Only an exact repetition is needed: the lines from the start of the listing below through the line that contains "the red bowl rim", pictures omitted.

● RECORDED INFORMATION

※ ※ ※

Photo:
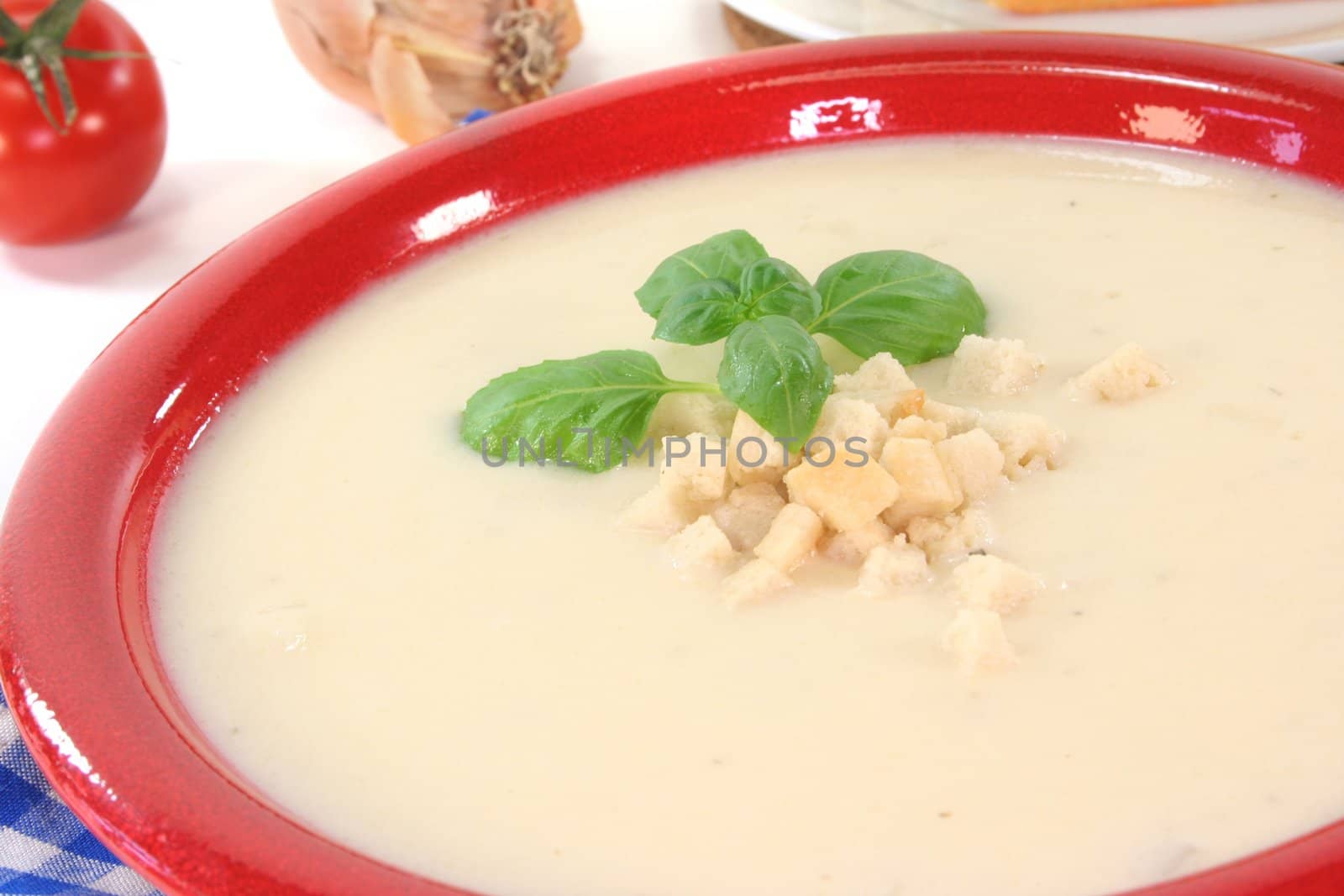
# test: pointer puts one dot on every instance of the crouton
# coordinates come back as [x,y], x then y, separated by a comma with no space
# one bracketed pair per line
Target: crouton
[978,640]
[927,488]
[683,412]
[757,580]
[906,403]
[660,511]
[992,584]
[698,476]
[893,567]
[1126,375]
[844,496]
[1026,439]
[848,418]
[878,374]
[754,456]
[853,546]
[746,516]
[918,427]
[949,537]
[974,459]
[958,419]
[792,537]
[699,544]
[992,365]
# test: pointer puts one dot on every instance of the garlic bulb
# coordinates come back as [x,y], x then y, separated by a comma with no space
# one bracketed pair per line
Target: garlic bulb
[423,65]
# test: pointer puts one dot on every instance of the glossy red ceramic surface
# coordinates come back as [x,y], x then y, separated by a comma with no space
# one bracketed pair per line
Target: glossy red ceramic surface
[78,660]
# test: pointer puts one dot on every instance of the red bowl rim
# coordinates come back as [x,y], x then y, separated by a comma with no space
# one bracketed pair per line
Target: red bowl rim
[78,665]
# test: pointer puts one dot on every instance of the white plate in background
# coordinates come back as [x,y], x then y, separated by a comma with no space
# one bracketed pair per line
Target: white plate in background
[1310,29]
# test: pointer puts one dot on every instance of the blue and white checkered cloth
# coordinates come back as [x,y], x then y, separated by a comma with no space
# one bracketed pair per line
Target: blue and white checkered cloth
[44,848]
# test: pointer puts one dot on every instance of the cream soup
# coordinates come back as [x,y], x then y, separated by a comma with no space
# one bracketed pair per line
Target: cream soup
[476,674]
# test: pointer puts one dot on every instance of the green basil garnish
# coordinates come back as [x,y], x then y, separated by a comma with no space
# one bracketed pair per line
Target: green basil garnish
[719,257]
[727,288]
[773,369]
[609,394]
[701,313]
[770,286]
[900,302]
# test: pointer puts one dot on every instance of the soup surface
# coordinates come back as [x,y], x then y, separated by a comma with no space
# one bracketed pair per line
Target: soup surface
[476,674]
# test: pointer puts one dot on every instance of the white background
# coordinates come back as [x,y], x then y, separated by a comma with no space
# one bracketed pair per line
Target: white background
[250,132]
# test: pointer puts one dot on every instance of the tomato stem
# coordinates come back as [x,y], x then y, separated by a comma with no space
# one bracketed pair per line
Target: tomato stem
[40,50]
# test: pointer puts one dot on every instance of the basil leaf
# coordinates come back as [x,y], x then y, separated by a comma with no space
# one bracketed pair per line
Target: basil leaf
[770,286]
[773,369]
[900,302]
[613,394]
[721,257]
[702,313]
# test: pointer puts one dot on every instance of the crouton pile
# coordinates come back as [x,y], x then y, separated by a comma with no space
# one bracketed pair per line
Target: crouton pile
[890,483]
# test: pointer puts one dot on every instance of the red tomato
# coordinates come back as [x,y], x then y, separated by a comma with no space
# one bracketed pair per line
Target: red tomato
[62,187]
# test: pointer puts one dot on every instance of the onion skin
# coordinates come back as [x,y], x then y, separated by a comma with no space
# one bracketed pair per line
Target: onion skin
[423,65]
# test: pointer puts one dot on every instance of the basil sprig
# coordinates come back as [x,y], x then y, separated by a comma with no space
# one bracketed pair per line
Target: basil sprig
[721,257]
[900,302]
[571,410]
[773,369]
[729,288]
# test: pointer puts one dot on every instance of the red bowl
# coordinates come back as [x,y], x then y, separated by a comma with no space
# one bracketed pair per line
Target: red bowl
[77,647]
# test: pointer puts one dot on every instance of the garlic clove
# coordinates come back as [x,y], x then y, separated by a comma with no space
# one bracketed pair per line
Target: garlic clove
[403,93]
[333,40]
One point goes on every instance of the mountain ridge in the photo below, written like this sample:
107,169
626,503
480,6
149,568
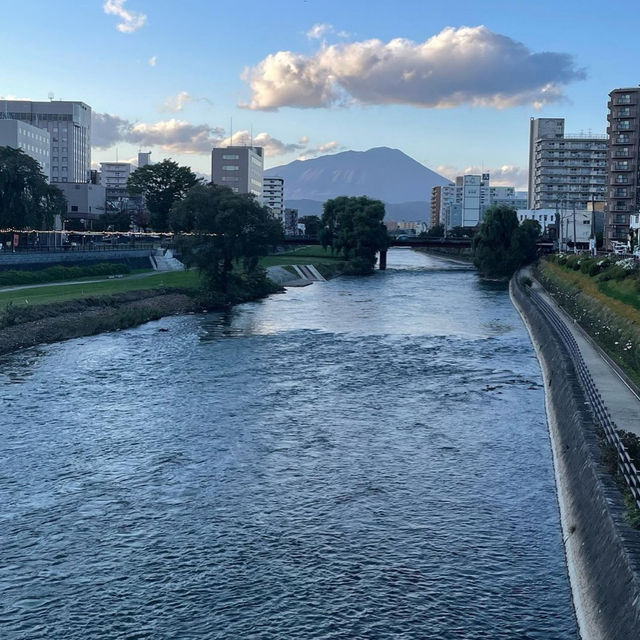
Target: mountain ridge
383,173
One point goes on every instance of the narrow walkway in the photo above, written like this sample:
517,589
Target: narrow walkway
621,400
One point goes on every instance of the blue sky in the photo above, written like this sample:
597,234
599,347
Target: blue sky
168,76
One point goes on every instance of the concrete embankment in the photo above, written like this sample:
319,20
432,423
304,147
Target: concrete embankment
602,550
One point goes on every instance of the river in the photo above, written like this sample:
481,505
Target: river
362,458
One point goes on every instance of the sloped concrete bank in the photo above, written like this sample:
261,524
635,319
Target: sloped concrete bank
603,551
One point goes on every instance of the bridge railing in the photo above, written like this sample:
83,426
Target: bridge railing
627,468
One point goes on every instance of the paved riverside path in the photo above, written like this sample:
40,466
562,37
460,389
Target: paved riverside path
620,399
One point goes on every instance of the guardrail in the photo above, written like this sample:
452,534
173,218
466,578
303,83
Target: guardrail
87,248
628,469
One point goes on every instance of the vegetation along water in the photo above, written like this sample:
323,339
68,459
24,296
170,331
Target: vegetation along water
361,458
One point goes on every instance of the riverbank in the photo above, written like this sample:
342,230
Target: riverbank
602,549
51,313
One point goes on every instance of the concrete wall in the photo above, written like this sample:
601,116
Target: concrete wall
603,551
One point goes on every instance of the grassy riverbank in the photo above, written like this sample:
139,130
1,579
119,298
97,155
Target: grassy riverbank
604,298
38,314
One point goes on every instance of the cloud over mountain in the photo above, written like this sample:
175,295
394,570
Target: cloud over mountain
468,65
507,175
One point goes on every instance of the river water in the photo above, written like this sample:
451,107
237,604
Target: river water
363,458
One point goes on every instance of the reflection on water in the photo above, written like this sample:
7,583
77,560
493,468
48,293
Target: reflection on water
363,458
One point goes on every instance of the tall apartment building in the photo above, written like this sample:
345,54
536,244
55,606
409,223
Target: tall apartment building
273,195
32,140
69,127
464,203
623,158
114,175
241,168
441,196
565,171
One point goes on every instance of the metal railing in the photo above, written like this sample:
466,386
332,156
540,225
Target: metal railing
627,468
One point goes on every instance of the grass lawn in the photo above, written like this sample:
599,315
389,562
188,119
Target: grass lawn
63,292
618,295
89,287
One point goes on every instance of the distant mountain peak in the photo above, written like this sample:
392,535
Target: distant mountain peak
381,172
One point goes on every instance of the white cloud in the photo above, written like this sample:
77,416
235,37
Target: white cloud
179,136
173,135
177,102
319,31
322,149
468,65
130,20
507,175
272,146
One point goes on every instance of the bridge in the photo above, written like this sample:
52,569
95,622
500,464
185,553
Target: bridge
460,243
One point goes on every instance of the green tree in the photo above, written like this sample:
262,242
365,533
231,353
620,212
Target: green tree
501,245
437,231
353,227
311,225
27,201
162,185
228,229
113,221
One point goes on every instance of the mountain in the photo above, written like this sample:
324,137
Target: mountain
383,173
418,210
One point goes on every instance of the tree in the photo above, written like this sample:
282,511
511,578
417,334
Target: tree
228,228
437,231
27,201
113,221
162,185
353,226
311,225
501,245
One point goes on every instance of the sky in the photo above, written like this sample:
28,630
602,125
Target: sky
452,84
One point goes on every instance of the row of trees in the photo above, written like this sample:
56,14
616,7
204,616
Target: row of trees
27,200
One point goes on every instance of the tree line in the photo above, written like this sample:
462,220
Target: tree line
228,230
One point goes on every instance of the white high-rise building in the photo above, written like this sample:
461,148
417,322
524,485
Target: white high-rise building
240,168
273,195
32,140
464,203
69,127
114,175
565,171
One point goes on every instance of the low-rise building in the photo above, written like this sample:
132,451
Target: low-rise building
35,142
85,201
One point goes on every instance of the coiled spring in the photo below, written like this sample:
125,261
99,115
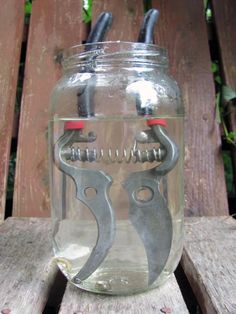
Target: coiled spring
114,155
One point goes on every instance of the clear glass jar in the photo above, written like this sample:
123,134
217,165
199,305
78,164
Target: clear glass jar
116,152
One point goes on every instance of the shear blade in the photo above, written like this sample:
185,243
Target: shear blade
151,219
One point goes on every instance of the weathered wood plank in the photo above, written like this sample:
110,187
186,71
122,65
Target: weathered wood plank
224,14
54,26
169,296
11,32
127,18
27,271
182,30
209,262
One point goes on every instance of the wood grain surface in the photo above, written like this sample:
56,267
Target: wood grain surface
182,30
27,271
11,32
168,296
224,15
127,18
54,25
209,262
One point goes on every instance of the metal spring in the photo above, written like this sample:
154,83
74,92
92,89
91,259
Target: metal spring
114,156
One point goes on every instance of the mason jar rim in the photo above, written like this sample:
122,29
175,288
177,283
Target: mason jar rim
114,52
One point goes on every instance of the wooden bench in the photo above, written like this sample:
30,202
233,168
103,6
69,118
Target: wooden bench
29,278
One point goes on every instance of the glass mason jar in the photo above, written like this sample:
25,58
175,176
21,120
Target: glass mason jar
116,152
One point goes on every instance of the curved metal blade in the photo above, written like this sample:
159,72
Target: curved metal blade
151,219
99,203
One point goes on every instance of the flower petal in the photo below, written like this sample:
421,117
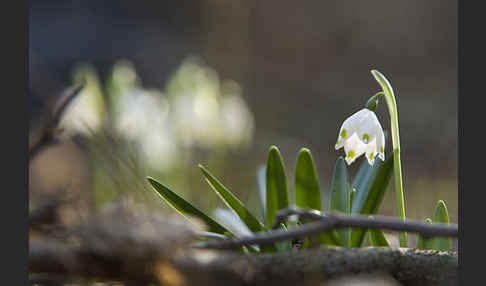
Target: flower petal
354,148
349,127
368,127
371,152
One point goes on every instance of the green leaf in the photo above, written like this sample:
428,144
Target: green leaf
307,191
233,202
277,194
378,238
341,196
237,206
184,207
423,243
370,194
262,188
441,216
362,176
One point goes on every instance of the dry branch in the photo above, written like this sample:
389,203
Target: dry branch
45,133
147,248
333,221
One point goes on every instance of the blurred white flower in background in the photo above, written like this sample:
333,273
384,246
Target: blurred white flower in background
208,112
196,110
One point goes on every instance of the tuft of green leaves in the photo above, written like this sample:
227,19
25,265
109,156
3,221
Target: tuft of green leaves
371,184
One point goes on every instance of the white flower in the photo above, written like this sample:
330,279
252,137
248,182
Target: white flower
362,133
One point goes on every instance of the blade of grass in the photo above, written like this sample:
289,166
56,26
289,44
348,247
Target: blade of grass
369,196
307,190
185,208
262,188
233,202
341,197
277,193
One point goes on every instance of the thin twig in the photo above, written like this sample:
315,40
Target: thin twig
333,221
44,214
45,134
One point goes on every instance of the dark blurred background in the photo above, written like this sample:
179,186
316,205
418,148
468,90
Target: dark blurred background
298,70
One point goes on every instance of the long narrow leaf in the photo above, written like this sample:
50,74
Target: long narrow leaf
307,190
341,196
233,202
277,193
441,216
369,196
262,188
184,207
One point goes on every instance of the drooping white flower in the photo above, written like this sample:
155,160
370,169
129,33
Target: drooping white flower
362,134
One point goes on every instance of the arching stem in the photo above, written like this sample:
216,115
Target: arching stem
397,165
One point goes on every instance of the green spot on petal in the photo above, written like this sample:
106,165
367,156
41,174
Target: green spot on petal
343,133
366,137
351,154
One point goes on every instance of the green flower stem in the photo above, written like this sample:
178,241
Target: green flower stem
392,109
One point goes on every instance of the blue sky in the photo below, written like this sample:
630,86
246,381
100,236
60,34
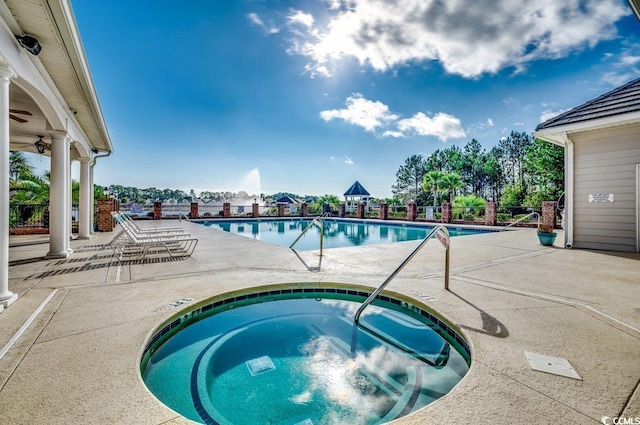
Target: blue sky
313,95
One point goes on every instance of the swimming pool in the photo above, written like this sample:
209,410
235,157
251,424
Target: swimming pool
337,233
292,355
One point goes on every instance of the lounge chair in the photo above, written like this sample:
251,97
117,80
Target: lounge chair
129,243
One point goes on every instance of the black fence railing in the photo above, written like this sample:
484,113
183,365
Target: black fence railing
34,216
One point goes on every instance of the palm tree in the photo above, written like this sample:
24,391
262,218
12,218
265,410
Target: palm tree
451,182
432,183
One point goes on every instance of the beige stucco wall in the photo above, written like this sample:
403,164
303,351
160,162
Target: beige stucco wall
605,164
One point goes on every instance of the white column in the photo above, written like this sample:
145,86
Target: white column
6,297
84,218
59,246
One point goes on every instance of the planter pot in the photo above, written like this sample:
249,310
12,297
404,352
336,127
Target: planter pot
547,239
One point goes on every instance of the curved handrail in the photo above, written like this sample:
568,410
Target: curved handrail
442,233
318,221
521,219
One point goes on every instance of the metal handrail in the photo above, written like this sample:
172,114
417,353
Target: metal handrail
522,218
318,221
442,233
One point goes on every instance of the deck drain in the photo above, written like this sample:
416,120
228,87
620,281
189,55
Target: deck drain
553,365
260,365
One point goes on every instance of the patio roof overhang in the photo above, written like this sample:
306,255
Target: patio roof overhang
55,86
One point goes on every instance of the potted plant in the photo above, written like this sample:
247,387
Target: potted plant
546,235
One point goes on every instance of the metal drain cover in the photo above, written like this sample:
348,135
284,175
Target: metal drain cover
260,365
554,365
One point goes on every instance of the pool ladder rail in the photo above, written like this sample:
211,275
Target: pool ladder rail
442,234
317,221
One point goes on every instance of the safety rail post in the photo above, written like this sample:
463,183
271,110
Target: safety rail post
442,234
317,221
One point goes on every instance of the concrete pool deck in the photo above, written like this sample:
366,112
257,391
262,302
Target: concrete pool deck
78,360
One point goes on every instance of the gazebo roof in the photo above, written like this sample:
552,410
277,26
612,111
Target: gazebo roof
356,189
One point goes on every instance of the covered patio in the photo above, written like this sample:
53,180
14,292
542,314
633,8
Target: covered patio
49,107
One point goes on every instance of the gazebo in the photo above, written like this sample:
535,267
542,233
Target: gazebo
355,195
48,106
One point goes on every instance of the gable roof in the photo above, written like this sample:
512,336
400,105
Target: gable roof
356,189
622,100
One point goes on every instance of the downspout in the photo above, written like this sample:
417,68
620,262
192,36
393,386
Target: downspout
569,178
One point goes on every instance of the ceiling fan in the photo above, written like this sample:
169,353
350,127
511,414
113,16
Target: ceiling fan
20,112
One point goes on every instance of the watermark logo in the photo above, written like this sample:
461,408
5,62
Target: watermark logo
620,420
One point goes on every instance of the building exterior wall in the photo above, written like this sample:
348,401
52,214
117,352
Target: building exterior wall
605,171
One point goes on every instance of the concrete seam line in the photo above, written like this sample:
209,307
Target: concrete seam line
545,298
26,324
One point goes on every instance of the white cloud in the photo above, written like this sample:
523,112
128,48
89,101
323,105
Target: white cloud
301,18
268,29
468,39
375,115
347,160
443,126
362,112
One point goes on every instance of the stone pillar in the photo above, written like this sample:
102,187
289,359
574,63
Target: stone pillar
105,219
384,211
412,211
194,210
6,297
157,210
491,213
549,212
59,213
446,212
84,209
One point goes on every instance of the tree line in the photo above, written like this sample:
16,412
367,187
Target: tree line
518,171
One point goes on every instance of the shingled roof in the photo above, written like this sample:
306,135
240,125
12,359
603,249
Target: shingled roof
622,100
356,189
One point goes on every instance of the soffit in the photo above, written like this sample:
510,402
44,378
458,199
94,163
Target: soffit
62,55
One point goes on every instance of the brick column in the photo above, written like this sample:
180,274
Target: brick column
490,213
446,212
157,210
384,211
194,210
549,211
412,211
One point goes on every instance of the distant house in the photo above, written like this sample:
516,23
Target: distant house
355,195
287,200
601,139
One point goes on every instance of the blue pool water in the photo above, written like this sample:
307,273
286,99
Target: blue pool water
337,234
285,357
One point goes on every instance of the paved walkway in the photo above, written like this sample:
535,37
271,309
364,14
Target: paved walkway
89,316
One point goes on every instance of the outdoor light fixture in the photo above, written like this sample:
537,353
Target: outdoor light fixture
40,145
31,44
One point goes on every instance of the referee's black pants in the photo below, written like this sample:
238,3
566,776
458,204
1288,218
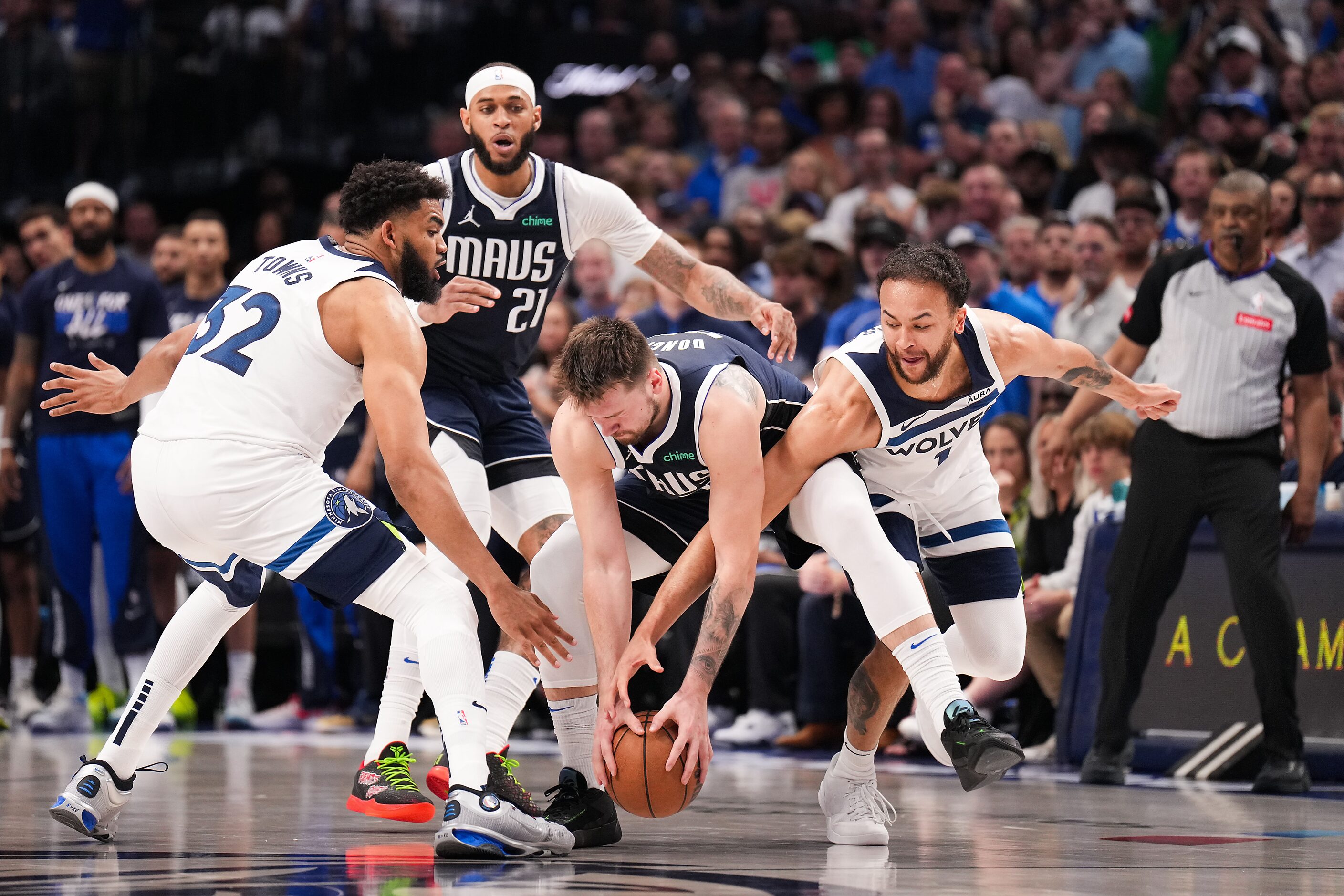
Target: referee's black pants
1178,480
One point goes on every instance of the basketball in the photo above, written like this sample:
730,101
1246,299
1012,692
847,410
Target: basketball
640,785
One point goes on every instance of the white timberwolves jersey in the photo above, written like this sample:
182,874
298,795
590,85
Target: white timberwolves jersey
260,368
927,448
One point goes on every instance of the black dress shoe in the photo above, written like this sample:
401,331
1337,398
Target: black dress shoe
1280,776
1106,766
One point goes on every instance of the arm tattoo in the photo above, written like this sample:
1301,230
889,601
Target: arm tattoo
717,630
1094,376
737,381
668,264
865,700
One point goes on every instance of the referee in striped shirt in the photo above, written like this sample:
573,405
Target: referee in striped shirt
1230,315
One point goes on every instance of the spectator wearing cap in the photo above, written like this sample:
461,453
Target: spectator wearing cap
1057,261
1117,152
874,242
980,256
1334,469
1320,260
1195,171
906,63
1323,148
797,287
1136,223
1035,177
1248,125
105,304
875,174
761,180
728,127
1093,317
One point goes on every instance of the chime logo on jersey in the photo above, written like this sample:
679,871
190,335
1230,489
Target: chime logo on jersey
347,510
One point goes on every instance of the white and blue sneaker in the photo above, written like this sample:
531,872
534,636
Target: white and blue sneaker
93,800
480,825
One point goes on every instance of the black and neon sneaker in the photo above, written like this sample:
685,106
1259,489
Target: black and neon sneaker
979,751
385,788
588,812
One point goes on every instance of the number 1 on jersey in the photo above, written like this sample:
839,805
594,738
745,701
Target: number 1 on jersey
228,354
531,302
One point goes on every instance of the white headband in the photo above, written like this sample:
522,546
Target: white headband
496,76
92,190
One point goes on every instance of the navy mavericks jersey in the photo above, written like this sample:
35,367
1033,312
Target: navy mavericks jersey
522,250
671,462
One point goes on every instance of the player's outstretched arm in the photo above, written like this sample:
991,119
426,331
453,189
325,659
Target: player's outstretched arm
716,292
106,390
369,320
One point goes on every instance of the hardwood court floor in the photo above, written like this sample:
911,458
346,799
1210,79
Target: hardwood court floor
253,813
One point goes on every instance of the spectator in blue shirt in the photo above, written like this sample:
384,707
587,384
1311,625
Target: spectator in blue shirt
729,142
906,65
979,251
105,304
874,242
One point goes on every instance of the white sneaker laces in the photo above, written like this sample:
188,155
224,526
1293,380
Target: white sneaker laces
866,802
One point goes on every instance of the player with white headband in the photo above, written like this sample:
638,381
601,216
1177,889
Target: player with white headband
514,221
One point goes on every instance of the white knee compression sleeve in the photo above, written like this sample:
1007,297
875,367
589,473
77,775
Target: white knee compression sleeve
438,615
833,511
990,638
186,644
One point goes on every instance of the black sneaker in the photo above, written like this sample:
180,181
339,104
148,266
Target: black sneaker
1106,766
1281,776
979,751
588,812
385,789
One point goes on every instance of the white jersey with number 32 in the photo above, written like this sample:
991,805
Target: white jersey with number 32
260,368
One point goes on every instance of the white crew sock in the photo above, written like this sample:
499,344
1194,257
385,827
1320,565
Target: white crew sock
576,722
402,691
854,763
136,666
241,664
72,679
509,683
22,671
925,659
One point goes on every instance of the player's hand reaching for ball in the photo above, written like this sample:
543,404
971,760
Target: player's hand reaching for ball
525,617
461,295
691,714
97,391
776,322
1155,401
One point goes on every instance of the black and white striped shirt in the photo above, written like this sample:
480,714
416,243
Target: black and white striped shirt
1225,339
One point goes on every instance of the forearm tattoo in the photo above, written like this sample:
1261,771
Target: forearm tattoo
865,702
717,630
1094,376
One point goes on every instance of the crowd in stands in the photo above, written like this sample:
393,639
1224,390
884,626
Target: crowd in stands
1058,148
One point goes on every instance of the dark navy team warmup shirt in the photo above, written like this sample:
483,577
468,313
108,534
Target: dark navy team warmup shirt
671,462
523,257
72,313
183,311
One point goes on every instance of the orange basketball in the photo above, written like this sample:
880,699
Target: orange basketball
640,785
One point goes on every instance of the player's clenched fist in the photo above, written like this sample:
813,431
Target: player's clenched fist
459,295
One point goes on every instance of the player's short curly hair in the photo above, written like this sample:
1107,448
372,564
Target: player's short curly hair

※ ※ ※

● SOLUTION TO THIS EXERCISE
Photo:
# test: pointer puts one dot on every instance of the crouton
# coordinates come back as [x,y], x then y, separated by a comma with no space
# one bracketed pair per line
Target: crouton
[978,640]
[927,488]
[683,412]
[757,580]
[906,403]
[660,511]
[992,584]
[698,476]
[893,567]
[1126,375]
[844,496]
[1026,439]
[848,418]
[878,374]
[754,456]
[853,546]
[746,516]
[918,427]
[949,537]
[974,459]
[958,419]
[792,537]
[699,544]
[992,365]
# test: pointer puts one dot on every instance of the garlic bulb
# coordinates come back as [x,y], x then y, separated by a comma with no space
# one bracketed pair per line
Target: garlic bulb
[423,65]
# test: pointer puts one dot on every instance of the glossy red ceramic surface
# coordinates come back as [x,y], x then y, separated by a comma with no space
# one bracketed pair per line
Target: glossy red ceramic surface
[78,660]
# test: pointer puts one dot on every instance of the red bowl rim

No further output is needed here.